Almost every fifth malignancy in the world is caused by an infection. Protein or DNA/RNA from virus, bacteria and parasites can sometimes be detected in the tumors. By utilizing sequencing data from cancer consortiums we can unbiasedly detect microbial DNA or RNA hidden amongst the human sequence.
We have previously primarily studied viral signatures in TCGA and described the role of virus in pan-cancer studies. We will primarily use UPPMAX to identify microbial sequences, mutational patterns and host gene expression in microbe-associated malignancies versus non microbe-associated malignancies and characterize microbial-host fusion transcripts. The bioinformatical analysis is initiated by matching the sequencing library against human reference sequences. Remaining non-human reads are finally matched against a microbial genome database or microbial genes/genomes of interest. Variability in sequencing depth is typically accounted for by normalizing to the total number of obtained reads, for example by stating microbial expression levels as parts-per-million (ppm) of total library reads. Greater sensitivity for detecting highly diverged microbial strains or new microbes can be obtained by first assembling non-human sequences into longer contiguous segments, followed by searches for homology to known microbial reference sequences. Furthermore, sites of microbial genomic integration can be bioinformatically pinpointed by identification of discordant paired reads or chimeric human-microbial sequences. Our goal is to find new microbes that are associated with cancer and identify novel targets for cancer treatment.
⁂
▶ [Study questions]:
1. Decide whether each statement agrees with the passage on microbes in cancer. Answer yes or no, and quote the words from the passage that settle it. (a) About one in five malignancies worldwide is caused by an infection. (b) The final matching step compares remaining non-human reads against human reference sequences. (c) Assembling non-human sequences into longer contiguous segments gives greater sensitivity for detecting new microbes.
2. In the passage on microbes in cancer, list everything the group says it will use UPPMAX to identify or characterize.
3. Carry on the passage on microbes in cancer, starting right after its final sentence.
The listing comes from a separate source and has no connection to the passage on microbes in cancer.
⁂
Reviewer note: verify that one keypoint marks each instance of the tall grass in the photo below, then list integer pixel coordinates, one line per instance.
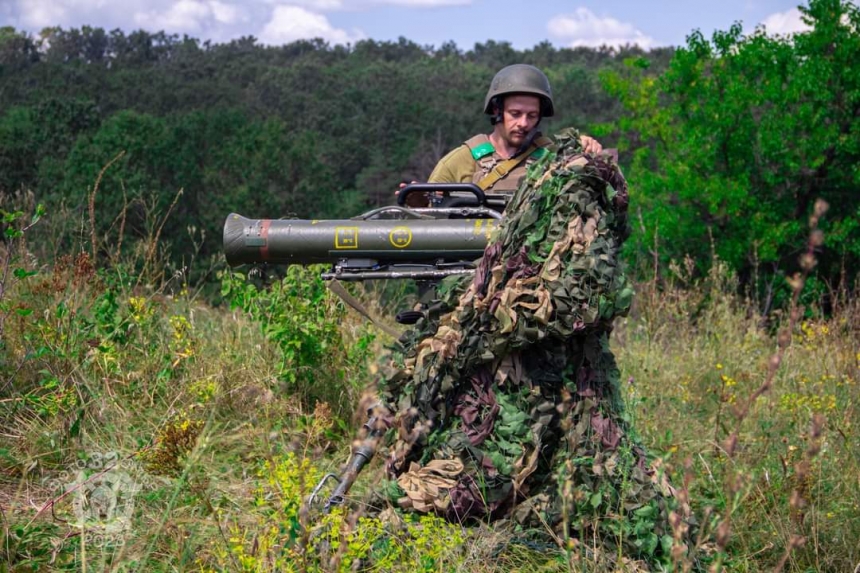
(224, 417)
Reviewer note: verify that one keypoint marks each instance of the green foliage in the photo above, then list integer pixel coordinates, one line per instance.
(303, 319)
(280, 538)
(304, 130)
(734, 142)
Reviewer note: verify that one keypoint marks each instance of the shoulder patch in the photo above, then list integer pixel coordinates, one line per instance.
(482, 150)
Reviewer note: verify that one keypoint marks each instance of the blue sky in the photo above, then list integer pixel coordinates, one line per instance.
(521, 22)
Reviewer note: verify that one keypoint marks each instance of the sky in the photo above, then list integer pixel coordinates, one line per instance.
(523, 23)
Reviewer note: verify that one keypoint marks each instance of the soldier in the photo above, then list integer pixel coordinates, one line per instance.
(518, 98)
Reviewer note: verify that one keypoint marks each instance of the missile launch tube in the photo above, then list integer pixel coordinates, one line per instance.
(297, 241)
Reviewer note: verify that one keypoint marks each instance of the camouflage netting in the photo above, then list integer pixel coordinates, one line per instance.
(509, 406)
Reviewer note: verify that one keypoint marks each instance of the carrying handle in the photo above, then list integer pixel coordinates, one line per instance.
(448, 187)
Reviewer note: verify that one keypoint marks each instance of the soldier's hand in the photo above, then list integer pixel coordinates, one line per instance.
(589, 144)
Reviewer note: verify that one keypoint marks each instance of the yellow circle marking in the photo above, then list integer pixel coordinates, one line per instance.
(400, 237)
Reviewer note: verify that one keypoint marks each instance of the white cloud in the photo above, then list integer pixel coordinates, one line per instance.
⁂
▶ [Task-by-task outputs]:
1.
(a) Yes: "Almost every fifth malignancy in the world is caused by an infection."
(b) No: "Remaining non-human reads are finally matched against a microbial genome database or microbial genes/genomes of interest."
(c) Yes: "Greater sensitivity for detecting highly diverged microbial strains or new microbes can be obtained by first assembling non-human sequences into longer contiguous segments"

2.
- microbial sequences
- mutational patterns
- host gene expression in microbe-associated malignancies versus non microbe-associated malignancies
- microbial-host fusion transcripts

3.
Aim 1. Identify novel microbial causes for cancer.
Aim 2. Identify novel microbe-cancer associations.
Aim 3. Characterization of microbial genome diversity.
Aim 4. Identify mutations following gene editing by the cellular innate immunity.
Aim 5. Characterize expressed microbial genes in human cancer.
Aim 6. Pinpoint sites in human genome for microbial integration.